▶ **Material to process**:
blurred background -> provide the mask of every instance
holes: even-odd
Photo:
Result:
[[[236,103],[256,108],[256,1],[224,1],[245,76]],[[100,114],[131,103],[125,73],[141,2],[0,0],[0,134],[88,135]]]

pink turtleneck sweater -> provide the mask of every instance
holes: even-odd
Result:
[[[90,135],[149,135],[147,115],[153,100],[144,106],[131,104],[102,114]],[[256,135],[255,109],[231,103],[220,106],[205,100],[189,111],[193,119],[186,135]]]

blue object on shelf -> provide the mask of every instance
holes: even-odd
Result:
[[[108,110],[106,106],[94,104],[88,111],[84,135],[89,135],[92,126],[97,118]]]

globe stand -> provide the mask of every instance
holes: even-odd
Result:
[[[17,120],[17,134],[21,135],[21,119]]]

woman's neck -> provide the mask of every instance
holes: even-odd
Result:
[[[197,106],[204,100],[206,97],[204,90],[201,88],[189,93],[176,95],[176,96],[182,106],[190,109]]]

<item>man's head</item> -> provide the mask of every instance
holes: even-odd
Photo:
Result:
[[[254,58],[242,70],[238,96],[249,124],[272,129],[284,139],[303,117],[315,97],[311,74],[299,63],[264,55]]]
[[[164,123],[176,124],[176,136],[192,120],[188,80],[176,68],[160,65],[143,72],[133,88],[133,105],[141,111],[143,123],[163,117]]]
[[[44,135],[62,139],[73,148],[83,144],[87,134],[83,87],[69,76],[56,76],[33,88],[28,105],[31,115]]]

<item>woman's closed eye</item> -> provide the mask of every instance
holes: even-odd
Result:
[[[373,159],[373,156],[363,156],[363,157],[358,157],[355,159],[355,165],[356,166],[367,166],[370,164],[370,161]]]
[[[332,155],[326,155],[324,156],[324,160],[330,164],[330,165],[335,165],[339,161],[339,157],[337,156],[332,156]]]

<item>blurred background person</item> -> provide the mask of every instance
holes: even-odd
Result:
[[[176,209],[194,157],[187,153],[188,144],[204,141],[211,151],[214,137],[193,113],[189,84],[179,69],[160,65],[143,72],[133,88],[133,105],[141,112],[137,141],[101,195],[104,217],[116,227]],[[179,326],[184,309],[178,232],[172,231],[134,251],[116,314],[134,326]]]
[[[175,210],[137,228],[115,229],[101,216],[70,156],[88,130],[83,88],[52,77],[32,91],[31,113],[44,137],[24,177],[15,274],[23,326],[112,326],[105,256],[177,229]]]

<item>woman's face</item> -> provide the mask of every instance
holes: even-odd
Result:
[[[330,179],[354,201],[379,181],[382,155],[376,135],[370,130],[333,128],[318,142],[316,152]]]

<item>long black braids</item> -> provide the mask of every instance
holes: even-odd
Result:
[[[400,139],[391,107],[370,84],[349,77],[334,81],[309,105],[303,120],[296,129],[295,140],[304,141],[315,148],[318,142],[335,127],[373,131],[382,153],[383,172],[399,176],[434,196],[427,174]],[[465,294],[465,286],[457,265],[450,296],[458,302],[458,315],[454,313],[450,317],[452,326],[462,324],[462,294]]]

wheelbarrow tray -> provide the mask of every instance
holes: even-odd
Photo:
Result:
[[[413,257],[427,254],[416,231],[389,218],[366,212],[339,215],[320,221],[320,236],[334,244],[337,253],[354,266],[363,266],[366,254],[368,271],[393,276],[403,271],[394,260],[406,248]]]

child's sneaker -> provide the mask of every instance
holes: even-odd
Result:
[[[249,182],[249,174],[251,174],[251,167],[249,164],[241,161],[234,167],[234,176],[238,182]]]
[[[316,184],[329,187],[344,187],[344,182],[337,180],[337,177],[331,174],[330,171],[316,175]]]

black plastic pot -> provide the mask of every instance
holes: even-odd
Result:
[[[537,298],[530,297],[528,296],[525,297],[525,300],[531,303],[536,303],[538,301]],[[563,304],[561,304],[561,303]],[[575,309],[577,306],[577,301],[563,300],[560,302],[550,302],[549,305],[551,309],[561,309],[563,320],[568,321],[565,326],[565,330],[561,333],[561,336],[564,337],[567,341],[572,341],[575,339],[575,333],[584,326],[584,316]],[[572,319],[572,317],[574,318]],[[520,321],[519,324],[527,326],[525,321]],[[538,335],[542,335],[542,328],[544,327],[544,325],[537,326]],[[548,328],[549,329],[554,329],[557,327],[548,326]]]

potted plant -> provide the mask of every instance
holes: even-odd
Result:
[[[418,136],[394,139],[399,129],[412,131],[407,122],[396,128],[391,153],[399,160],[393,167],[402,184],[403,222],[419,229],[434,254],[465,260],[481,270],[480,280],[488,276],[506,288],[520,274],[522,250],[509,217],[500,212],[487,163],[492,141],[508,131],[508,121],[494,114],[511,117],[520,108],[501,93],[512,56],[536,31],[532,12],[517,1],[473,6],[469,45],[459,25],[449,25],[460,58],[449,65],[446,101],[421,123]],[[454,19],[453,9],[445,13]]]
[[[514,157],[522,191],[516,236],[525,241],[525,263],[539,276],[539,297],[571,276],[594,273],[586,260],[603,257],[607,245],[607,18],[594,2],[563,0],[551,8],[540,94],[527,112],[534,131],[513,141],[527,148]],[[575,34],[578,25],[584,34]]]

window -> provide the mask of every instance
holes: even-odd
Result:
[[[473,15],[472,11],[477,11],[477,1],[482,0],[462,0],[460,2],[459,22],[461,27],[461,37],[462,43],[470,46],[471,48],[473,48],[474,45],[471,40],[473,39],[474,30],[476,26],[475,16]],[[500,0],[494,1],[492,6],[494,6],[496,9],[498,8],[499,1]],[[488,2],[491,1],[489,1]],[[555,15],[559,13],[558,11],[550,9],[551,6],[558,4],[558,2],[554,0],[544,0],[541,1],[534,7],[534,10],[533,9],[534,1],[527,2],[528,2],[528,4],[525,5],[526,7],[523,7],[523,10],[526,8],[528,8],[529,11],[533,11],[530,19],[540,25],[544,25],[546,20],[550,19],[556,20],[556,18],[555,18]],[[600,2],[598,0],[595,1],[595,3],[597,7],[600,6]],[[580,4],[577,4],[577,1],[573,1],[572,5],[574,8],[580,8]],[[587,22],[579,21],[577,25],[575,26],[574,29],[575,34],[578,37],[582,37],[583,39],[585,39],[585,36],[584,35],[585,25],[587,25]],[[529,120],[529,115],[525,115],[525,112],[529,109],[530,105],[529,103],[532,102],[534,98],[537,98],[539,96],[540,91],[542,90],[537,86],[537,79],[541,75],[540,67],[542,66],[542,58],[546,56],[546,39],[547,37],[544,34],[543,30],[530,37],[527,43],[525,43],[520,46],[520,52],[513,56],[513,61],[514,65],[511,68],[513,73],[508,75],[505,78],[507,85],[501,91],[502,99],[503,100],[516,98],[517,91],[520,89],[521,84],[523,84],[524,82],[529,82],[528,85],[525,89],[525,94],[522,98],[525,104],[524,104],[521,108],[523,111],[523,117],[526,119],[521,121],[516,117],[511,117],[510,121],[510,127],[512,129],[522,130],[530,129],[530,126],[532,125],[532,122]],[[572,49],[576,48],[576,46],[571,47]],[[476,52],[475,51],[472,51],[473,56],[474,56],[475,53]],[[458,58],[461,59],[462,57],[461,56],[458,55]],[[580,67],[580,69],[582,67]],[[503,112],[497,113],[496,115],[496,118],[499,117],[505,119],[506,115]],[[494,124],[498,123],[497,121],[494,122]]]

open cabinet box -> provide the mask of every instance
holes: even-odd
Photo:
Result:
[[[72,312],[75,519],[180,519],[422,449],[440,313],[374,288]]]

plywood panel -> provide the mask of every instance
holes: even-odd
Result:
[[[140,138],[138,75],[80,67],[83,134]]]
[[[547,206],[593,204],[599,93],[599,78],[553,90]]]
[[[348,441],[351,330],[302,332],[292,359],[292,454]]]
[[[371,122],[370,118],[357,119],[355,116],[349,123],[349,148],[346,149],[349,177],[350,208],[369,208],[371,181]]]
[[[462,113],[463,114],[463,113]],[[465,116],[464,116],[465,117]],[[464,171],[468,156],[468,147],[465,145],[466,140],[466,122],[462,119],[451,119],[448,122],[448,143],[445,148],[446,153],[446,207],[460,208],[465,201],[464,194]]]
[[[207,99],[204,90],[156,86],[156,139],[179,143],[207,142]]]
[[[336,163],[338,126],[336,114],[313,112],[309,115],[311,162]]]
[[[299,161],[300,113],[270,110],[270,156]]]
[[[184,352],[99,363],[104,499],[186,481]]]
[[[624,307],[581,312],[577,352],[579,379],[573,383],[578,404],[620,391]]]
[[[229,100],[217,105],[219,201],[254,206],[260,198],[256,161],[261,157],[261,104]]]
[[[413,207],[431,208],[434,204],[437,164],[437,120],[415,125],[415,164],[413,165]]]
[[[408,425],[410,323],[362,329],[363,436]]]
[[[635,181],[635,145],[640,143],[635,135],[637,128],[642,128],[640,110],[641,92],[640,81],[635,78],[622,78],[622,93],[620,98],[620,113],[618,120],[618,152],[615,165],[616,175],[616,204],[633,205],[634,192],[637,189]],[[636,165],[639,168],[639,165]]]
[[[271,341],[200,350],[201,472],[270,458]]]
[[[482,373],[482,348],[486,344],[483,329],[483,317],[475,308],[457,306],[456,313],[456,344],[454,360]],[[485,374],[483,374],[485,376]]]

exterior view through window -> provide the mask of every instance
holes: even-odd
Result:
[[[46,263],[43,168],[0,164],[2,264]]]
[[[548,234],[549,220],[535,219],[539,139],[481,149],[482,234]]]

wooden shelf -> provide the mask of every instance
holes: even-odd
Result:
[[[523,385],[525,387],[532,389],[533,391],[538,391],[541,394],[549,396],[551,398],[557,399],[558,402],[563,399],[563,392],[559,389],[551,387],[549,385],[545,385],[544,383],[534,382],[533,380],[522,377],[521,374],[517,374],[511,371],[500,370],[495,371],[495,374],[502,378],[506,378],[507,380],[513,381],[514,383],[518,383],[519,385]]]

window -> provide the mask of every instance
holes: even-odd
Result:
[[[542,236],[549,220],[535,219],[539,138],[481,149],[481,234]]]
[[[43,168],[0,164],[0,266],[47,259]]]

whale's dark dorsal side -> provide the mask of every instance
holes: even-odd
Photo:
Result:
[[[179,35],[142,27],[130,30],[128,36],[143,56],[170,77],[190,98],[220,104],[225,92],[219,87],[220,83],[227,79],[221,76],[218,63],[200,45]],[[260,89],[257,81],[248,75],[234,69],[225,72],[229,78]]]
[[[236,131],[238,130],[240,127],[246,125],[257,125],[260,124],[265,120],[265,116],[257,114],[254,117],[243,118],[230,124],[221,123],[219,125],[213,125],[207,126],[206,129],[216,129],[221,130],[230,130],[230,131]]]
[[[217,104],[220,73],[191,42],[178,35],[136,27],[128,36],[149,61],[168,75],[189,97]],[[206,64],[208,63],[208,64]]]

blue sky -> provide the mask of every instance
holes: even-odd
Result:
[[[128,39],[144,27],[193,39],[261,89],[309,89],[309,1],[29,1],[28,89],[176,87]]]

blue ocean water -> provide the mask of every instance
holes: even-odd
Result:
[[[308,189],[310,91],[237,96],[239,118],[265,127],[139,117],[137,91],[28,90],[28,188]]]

▶ **Task details**: Render the records above as a two-column CSV with the headers input and output, starting at the line that contains "open cabinet box" and stopping after the line that contains "[[[72,312],[75,519],[180,519],[422,449],[440,313],[374,288]]]". Give one row for each record, with its text and its answer each in a single quoted field and line breaks turned into spaces.

▶ **Finished exercise**:
input,output
"open cabinet box -> provide the mask of every instance holes: even-odd Photo: Result:","[[[72,312],[75,519],[180,519],[422,449],[440,313],[374,288]]]"